§ **Set tasks**:
**1.** Answer these questions from the currency carry discussion:
(a) What does John MacDonald say would be reduced substantially?
(b) According to Stephen Saint-Leger, where do managers pick up products?
(c) How long does Imogen Dillon Hatcher say these things normally take before significant pick up?
**2.** Carry on the currency carry discussion from the point where it stops.

# Start of Supplied passage

John MacDonald: Rather than saying that the pound is cheap and therefore has inherent value, I’m saying that carry as a strategy, because it’s gone down in the last two years, has not suddenly become cheap. I don’t think you can say that. There’s no inherent value to “carry” as an “asset class”. 

Neil Record: I think there is. I think if you have an investment currency that’s weak and a funding currency that’s strong, if they don’t flip their positions then you can have an elastic band” that attaches equities to what you might call some fair equity value and it will have long-term mean reversion. I think you’ll definitely have long-term mean reversion in this. You’ll have a beaten-up currency. At some point it will bounce and then it will be very strong. 

Raquel Pichardo-Allison: John, is this something you would recommend to your clients to have some kind of passive exposure to currency?

John MacDonald: I don’t see why not. I think from a governance point of view it’s something you can just leave to run in the background. The number of manager meetings you would have would be reduced substantially because you wouldn’t have to talk about strategy. You know what’s going on. It’s just running away in the background. I can see the value in that. And as Colin says, historically performance is good.

Raquel Pichardo-Allison: How would the return and risk profile of a product that tracks this index compare to the return and risk profile of more traditional assets?

Neil Record: We will be happy to have any mandate let to us with this index as a benchmark, and we will offer our clients an excess return over this benchmark and information ratio over this benchmark. We’re happy to judge performance fees over or under this benchmark. 

We’re also happy if the client says “No, no, this is all rubbish, I don’t understand what this is about, just make me some money”. But it is my hope, and my guess, that some clients will come in with their advisers who say, “Invest in this asset class and choose passive or active.” If it is passive it will probably go to an ETF or maybe large passive mandates, and if active it will go to the usual suspects and the usual suspects will have to think on their feet pretty damn fast about how they’re going to incorporate this. 

Raquel Pichardo-Allison: Stephen, would you anticipate a lot of managers picking up products based around this index?

Stephen Saint-Leger: First of all, let me preface that everything I say is in a personal capacity. My experience is that managers pick up products where they see demand from clients, and so it’s a little bit of a chicken and egg. 

Imogen Dillon Hatcher: We recognise that investors need time to be comfortable with new and innovative investment options. These things normally take between 12 to 18 months before you see significant pick up, but we’re optimistic.

# End of Supplied passage
# Start of Data supplied

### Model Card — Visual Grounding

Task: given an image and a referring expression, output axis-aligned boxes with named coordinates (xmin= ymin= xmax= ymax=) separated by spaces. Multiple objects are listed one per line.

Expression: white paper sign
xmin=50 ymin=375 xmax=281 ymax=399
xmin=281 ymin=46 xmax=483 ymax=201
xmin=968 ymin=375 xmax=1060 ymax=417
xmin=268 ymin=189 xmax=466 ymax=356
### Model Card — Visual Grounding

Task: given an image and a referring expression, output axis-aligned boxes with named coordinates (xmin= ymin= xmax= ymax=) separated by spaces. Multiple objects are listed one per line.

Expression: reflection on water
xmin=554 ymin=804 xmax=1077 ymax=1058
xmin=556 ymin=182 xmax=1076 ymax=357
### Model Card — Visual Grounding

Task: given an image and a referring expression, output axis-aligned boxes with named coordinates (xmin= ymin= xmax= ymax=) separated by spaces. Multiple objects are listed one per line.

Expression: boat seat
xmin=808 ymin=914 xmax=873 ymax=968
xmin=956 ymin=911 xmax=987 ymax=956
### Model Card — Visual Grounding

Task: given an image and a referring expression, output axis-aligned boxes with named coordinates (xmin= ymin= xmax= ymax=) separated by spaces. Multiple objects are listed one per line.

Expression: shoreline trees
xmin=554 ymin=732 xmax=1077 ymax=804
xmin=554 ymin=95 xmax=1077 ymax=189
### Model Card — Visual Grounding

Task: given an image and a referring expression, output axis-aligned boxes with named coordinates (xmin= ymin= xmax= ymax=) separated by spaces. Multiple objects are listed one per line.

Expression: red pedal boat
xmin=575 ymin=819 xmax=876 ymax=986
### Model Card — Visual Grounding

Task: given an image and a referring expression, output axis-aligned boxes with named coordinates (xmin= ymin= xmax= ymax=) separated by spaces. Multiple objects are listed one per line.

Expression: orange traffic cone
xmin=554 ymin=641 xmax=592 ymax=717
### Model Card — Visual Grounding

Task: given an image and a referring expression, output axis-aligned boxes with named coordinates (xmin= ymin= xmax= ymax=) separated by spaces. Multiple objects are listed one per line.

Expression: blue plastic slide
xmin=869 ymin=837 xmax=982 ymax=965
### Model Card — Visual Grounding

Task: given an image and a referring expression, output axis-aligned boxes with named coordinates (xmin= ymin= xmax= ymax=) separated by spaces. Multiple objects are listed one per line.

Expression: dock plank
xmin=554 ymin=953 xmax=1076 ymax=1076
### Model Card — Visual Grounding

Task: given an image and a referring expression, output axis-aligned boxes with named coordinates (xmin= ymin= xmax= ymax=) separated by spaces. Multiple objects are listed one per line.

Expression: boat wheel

# End of Data supplied

§ **Expected responses**:
**1.**
(a) The number of manager meetings.
(b) Where they see demand from clients.
(c) Between 12 and 18 months.

**2.**
Stephen Saint-Leger: I’m sure you have done your homework but again I would caution that it’s like consumer confidence readings. There is quite often a divergence between how people say they feel or what their intentions are and actually what they do. I remember not so long ago there were similar new products that came on, the so-called 130/30-type products, for which there seemed to be a lot of interest and positive feedback. These don’t seem to have translated into such a large amount of products or business as was originally polled, I would say.

Raquel Pichardo-Allison: Stephen, will this change the way that you evaluate active currency managers?

Stephen Saint-Leger: I don’t know. I think our approach is to try to do our homework very thoroughly rather than take anything for granted. We would want to spend the time to do the research without wanting to reinvent the wheel but to go back a long period of time to analyse things. In our traditional models we use data going back to 1900 for the established asset classes, so I think we would need to do our homework.

Neil Record: There is an interesting issue for those of us who are familiar with the currency world, that there were some massive regime changes just prior to the period which we’re talking about, and the critical one is the breakdown of Bretton Woods, and prior to that, and prior to the Second World War, we had gold standards and the various comings and goings. So the data is discontinuous, really, prior to about 1971. Really going back beyond 1971, it will fall to pieces. 

Stephen Saint-Leger: I would hypothesise that currency management is probably coming back more into fashion in one way or another simply because the return outlook, or some people like to call it beta for the traditional asset classes, looks to be a lot less appealing for the next several years than it has been. So I think institutions are going to be looking for other areas where they can make money rather than the traditional asset classes. 

Matthew Roberts: Is an active currency approach on a stand-alone basis the best way to do that? I just wonder whether it is most optimal to invest in currency on a stand-alone basis or whether it makes more sense for a pension fund to do that as part of a broader strategy or part of a bigger asset class.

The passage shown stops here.